*** Opening TEXT SEGMENT ***
Under Pressure from Congress, FDA Holds Firm on Rejection of new Sunscreen Ingredients

Posted 24 February 2015 | By Alexander Gaffney, RAC 

Under Pressure from Congress, FDA Holds Firm on Rejection of new Sunscreen Ingredients

Despite congressional pressure to approve several new sunscreen ingredients long pending before reviewers, the US Food and Drug Administration (FDA) says it will not bow to pressure and will instead continue to insist the companies provide it with data to show the products are both safe and effective.


FDA's regulation of sunscreen ingredients popped up as a major issue starting in late 2013, when sunscreen manufacturers banded together to form a coalition aimed at persuading Congress to reform a rarely used regulatory pathway known as the "Time-and-Extent" (TEA) process.

At its inception in 2002, the TEA process was envisioned as a regulatory shortcut of sorts. If a drug had been marketed in another country—England, for example—a company could obtain regulatory approval from FDA by showing that it had been marketed for a meaningful time and to a meaningful extent, and was therefore safe for use in the US.

That's the theory, anyway. In practice, the TEA process has rarely been used, and has proven to be anything but a shortcut. That's because regulators still have questions about the safety or efficacy of a product, regardless of how long or to what extent a product has been used elsewhere. The process can also point out glaring differences between the manner in which drug products are approved in various regions. In Europe, for example, sunscreen ingredients are regulated as cosmetic products, and are not subject to an extensive regulatory review process or rigorous adverse event reporting after approval. In the US, a sunscreen ingredient is regulated as a drug, and is subject to rigorous pre-market review and postmarket monitoring.

Read more about FDA's regulation of sunscreen ingredients here.

Congressional Action

In December 2014, US President Barack Obama signed into law the Sunscreen Innovation Act (SIA), a law intended to make reforms to FDA's TEA process in the hopes of getting new sunscreen ingredients approved more quickly.

Supporters of the bill cited the amount of time taken to review eight sunscreen ingredients. Three—amiloxate, enzacamene and octyl triazone—had been under review since 2003, and several other ingredients have been under review for almost as long. Legislators, citing surging rates of skin cancer in the US, said the new ingredients could potentially help protect patients.
*** Closing TEXT SEGMENT ***
*** Opening PROVIDED RECORDS ***
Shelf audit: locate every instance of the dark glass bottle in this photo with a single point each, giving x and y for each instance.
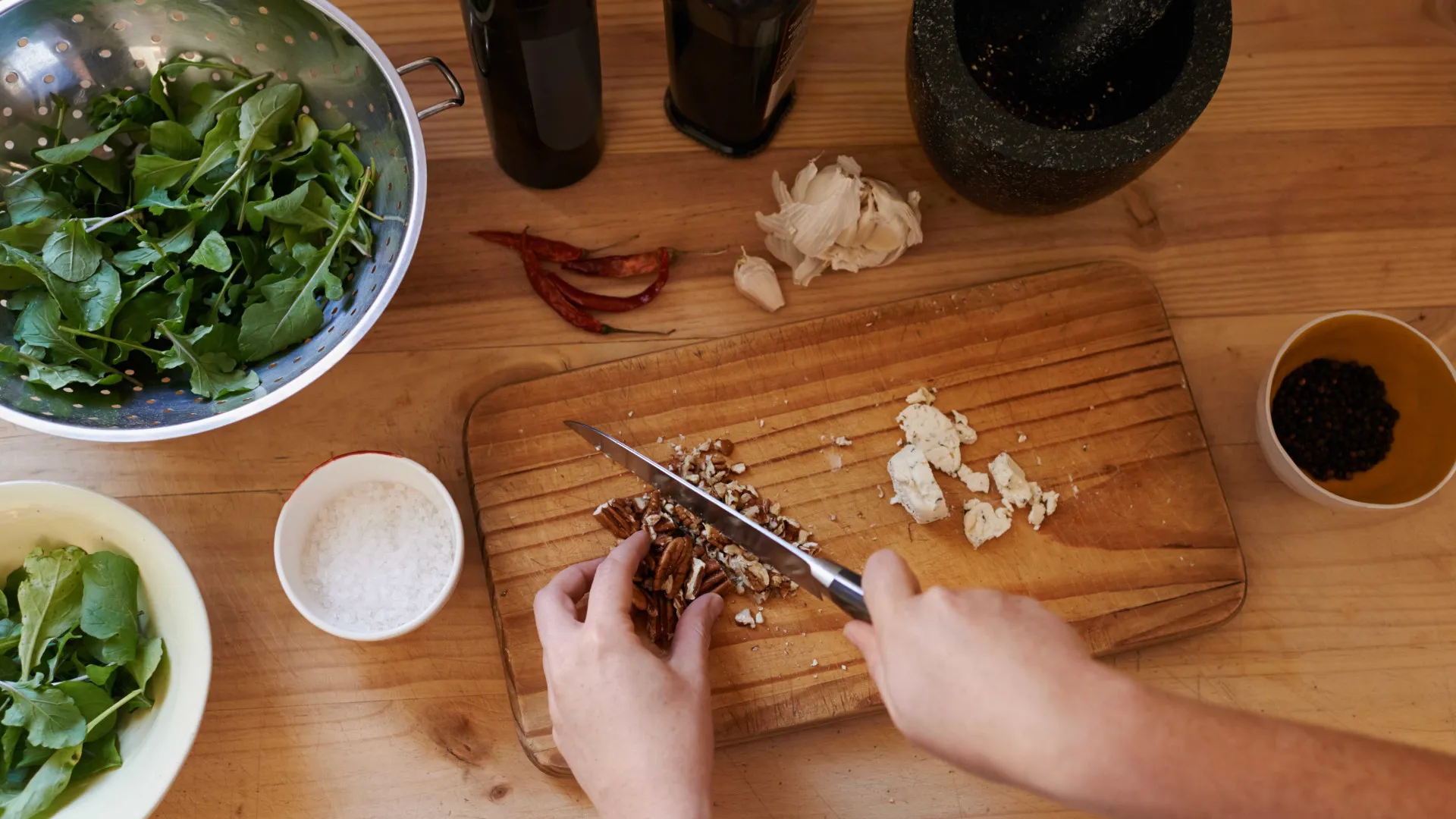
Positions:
(539, 71)
(731, 69)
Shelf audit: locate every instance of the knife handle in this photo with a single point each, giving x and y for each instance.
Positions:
(845, 589)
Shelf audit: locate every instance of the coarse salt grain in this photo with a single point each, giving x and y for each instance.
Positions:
(378, 556)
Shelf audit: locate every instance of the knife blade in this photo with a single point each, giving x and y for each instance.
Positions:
(821, 577)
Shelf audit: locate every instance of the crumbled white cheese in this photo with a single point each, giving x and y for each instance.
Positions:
(984, 522)
(932, 433)
(963, 428)
(1044, 504)
(973, 480)
(1011, 483)
(921, 395)
(915, 487)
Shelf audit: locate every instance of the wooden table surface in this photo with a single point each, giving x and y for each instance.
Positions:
(1323, 177)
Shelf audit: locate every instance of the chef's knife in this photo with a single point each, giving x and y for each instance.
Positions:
(823, 577)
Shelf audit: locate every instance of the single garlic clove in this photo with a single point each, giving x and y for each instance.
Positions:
(755, 279)
(781, 191)
(801, 181)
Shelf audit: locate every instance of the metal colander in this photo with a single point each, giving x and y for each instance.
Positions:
(80, 49)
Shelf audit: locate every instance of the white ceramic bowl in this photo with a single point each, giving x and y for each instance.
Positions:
(1420, 384)
(156, 742)
(329, 482)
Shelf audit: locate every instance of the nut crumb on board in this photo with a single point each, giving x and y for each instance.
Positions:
(689, 557)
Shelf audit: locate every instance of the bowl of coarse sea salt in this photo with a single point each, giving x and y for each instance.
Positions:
(369, 547)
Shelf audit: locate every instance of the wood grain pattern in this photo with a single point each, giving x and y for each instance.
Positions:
(1074, 372)
(1302, 190)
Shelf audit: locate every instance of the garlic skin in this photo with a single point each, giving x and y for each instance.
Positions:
(833, 218)
(755, 279)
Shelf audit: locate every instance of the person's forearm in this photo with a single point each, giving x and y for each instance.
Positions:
(1144, 752)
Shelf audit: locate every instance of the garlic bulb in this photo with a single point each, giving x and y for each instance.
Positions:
(835, 218)
(755, 279)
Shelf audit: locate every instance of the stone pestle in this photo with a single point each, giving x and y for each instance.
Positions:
(1071, 44)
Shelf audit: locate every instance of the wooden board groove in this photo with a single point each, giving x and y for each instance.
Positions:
(1081, 360)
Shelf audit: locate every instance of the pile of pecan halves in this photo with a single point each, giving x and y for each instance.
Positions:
(689, 557)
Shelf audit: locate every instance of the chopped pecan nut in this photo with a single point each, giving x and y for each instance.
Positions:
(619, 518)
(689, 558)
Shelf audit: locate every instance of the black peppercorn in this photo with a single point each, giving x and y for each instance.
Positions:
(1332, 419)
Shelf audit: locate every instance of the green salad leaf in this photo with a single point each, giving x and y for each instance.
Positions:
(200, 228)
(66, 611)
(50, 602)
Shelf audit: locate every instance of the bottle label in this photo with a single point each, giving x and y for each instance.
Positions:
(565, 95)
(794, 34)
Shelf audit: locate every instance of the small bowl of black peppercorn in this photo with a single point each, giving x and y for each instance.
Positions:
(1359, 411)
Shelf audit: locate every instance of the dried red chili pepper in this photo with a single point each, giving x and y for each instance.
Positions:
(622, 267)
(617, 303)
(548, 249)
(549, 293)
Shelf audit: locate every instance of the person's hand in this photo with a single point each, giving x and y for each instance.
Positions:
(987, 681)
(635, 729)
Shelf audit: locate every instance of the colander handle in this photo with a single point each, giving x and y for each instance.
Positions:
(456, 93)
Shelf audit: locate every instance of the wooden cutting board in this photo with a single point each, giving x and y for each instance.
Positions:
(1081, 362)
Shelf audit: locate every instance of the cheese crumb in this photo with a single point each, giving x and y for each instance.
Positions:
(915, 485)
(1041, 507)
(921, 395)
(1011, 483)
(963, 428)
(973, 480)
(984, 522)
(932, 433)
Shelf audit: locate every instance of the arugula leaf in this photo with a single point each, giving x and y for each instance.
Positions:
(218, 146)
(264, 114)
(30, 237)
(107, 172)
(174, 140)
(213, 254)
(47, 714)
(290, 309)
(92, 703)
(92, 302)
(213, 372)
(109, 605)
(308, 207)
(71, 153)
(33, 755)
(149, 656)
(50, 602)
(96, 757)
(46, 784)
(71, 253)
(139, 318)
(101, 675)
(156, 172)
(39, 325)
(27, 202)
(8, 744)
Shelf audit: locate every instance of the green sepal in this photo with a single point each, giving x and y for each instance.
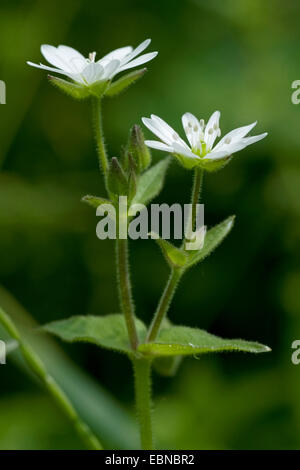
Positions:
(109, 332)
(138, 149)
(151, 182)
(205, 164)
(95, 201)
(174, 256)
(186, 341)
(78, 91)
(124, 82)
(213, 238)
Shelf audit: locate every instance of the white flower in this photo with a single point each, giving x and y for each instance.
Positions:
(86, 71)
(201, 137)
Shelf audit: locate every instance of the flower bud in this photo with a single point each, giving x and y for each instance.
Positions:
(138, 149)
(116, 178)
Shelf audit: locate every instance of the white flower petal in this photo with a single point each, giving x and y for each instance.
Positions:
(75, 60)
(159, 146)
(157, 130)
(212, 130)
(93, 72)
(139, 61)
(117, 54)
(111, 69)
(50, 69)
(192, 129)
(186, 152)
(235, 135)
(140, 48)
(57, 58)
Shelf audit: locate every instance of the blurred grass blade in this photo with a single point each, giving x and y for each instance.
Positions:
(101, 411)
(39, 369)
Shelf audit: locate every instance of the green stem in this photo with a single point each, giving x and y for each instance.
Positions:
(142, 381)
(164, 304)
(176, 273)
(197, 186)
(124, 285)
(38, 368)
(97, 122)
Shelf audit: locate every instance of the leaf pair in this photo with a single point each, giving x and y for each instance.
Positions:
(110, 332)
(184, 259)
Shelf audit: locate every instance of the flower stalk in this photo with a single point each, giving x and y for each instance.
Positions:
(142, 381)
(98, 131)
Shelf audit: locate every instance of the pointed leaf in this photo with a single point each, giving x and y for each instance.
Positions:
(108, 332)
(151, 182)
(213, 238)
(124, 82)
(174, 256)
(95, 201)
(183, 340)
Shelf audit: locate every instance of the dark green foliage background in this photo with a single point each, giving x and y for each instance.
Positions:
(239, 56)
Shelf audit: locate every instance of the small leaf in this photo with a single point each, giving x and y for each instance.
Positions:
(151, 182)
(167, 365)
(183, 341)
(95, 201)
(213, 238)
(174, 256)
(108, 332)
(124, 82)
(78, 92)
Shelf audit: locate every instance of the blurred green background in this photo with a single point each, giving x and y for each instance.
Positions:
(238, 56)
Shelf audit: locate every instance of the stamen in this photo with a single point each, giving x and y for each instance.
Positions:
(92, 56)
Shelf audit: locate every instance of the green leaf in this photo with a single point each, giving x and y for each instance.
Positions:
(109, 331)
(167, 365)
(183, 341)
(175, 256)
(124, 82)
(95, 201)
(151, 182)
(213, 238)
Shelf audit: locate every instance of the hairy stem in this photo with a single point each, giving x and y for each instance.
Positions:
(98, 131)
(38, 368)
(196, 191)
(176, 273)
(125, 294)
(142, 381)
(164, 304)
*** Closing PROVIDED RECORDS ***
• DIRECTIONS:
**A.** In the article on FDA sunscreen regulation, which three ingredients had been under review since 2003?
**B.** Pick up the article on FDA sunscreen regulation after its last sentence and write the next part.

• ANSWERS BELOW:
**A.** Amiloxate, enzacamene and octyl triazone.

**B.**
The SIA aimed to speed up FDA's review of these products by requiring it to, within 60 days, notify a sponsor of an existing sunscreen TEA application if its application is sufficiently complete to support a regulatory approval decision.

New Rejections

FDA now has an answer for all existing sunscreen applicants: Your applications don't contain enough data.

That's not necessarily an unexpected outcome. As Regulatory Focus wrote in July 2014 after the SIA was approved by the US House of Representatives:

"A key question for proponents of the bill may be if it succeeds in accelerating the approval of sunscreen ingredients, or simply leads to more timely rejections of applications by FDA regulators."

As explained in a blog posting on FDA's website, in the case of all eight ingredients, FDA regulators found that companies had not sufficiently shown the sunscreen ingredients were "generally regarded as safe and effective"—the threshold all over-the-counter drug ingredients must meet before being approved.

"We tentatively determined … that we need more data to decide if these ingredients are, in fact, GRASE for use in OTC sunscreen products," wrote Theresa Michele, FDA's director of Nonprescription Drug Products. 

As such, all eight ingredients have been rejected and sent back to applicants with requests for additional data.

The post goes on to explain that while TEA-type data is useful at showing general safety and efficacy, it doesn't provide regulators with an adequate understanding of how the drug might affect pregnant women or babies, for example.

"The law does not change FDA’s standard for general recognition of safety and effectiveness," Michele added.